STATED PROBLEM:
Write out every entry word for word.

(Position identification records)
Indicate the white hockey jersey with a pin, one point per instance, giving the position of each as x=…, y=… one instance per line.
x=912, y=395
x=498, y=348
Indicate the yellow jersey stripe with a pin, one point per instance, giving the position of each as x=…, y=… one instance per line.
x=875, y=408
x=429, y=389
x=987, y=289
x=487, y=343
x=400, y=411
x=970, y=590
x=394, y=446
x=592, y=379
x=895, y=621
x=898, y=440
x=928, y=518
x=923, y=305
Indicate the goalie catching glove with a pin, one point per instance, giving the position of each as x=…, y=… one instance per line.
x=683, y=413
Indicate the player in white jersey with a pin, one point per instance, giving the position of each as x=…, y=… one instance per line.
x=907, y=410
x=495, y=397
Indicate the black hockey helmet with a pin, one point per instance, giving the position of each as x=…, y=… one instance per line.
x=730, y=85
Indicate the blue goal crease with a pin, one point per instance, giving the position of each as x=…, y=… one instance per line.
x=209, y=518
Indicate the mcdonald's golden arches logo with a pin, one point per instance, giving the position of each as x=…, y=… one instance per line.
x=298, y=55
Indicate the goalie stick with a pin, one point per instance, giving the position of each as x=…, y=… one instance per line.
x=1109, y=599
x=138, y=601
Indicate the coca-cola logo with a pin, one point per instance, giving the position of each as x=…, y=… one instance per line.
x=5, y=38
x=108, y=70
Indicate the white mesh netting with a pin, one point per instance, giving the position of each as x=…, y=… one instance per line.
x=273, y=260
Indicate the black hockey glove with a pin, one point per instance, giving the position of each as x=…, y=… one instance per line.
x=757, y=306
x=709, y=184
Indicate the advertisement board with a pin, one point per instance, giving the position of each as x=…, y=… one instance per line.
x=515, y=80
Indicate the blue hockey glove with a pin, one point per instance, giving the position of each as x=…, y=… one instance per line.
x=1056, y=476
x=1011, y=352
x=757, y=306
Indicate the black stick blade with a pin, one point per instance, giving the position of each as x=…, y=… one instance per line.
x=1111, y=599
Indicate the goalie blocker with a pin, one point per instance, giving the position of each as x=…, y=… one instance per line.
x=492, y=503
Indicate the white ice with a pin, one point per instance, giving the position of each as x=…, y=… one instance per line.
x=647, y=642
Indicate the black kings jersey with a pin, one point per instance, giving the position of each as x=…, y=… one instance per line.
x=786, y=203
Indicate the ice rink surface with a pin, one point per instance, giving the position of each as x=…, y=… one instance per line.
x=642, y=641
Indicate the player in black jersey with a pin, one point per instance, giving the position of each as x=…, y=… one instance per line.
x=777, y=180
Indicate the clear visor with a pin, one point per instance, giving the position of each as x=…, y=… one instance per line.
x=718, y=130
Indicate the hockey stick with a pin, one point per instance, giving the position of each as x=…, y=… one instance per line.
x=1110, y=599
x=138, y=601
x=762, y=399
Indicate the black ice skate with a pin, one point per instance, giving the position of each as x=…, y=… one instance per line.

RESULT FOR THIS EXERCISE:
Indicate the white hockey jersey with a pin, one point per instance, giving the position of each as x=…, y=… one instance per line.
x=912, y=395
x=498, y=348
Indicate the yellow jersey stripe with a pin, one point per instance, giving the position of each as x=…, y=… one instance per line.
x=875, y=408
x=429, y=389
x=987, y=289
x=487, y=343
x=400, y=411
x=970, y=590
x=394, y=446
x=592, y=379
x=895, y=621
x=898, y=440
x=928, y=518
x=923, y=305
Indicate the goalie catching glove with a pin, one point per instance, giving the position of each as x=…, y=… one instance per line.
x=683, y=413
Indicate the player in white jersey with a pin, one point per instance, giving the position of each as x=…, y=… one instance per line.
x=907, y=410
x=495, y=397
Indicate the black hockey helmet with a pin, one point per instance, giving the position of each as x=…, y=… one instance per line.
x=730, y=85
Indicate the blue goal crease with a pin, one point per instance, giving the position of each as x=…, y=… one instance per line.
x=209, y=518
Indicate the mcdonald's golden arches logo with a pin, one point per instance, giving the position of each as x=…, y=… one instance per line.
x=298, y=55
Indicate the goalie stick with a pin, one point per instance, giving the position of each as x=…, y=… one instance per line.
x=1109, y=599
x=138, y=601
Indicate the coca-cola logo with a pin, one point per instance, giving the position of each as x=…, y=… one instance per line.
x=5, y=38
x=108, y=70
Indicate the white mesh netting with a pin, one point per instance, giving the position of each as x=…, y=… one instance per line.
x=273, y=260
Indicate the black hockey glove with a pin, one point per instance, giving the position of each as x=…, y=… one instance per line.
x=757, y=306
x=709, y=184
Indicate the advertisement board with a pin, one point per instance, giving the position of each as x=…, y=… one instance per line.
x=515, y=80
Indicate the blue hockey glove with a pin, one point per instance, giving the position of each as x=…, y=… one instance per line.
x=1056, y=476
x=1011, y=352
x=757, y=306
Indicate the black stick blade with a pin, one point per instance, giving the position of each as x=…, y=… one instance per line.
x=1111, y=599
Indicate the goalie blocker with a pin, one point per instance, giving the position of each as x=…, y=… one instance per line.
x=492, y=503
Indicate the white ice with a pin, one point per instance, giving the position of each as x=…, y=… one instance per line.
x=647, y=642
Indicate the black kings jersey with a pin, one point per instance, giving the position of each as x=…, y=… one instance per line.
x=786, y=203
Indicate the ice rink surface with a pin, one point per instance, giving the position of each as x=…, y=… one instance per line.
x=642, y=641
Indicate the player in black jersey with a pin, one point per instance, giving the position of each as x=…, y=… one instance per line.
x=777, y=180
Indicate the clear visor with a pin, one point per instance, giving the position of each as x=…, y=… one instance per line.
x=718, y=130
Indicate the hockey stick with a pin, one point per instance, giving the position of each as x=…, y=… one instance per line.
x=1110, y=599
x=138, y=601
x=762, y=399
Indicate the black ice skate with a pin, one point per instance, giving the position of each as x=…, y=… one instance per line.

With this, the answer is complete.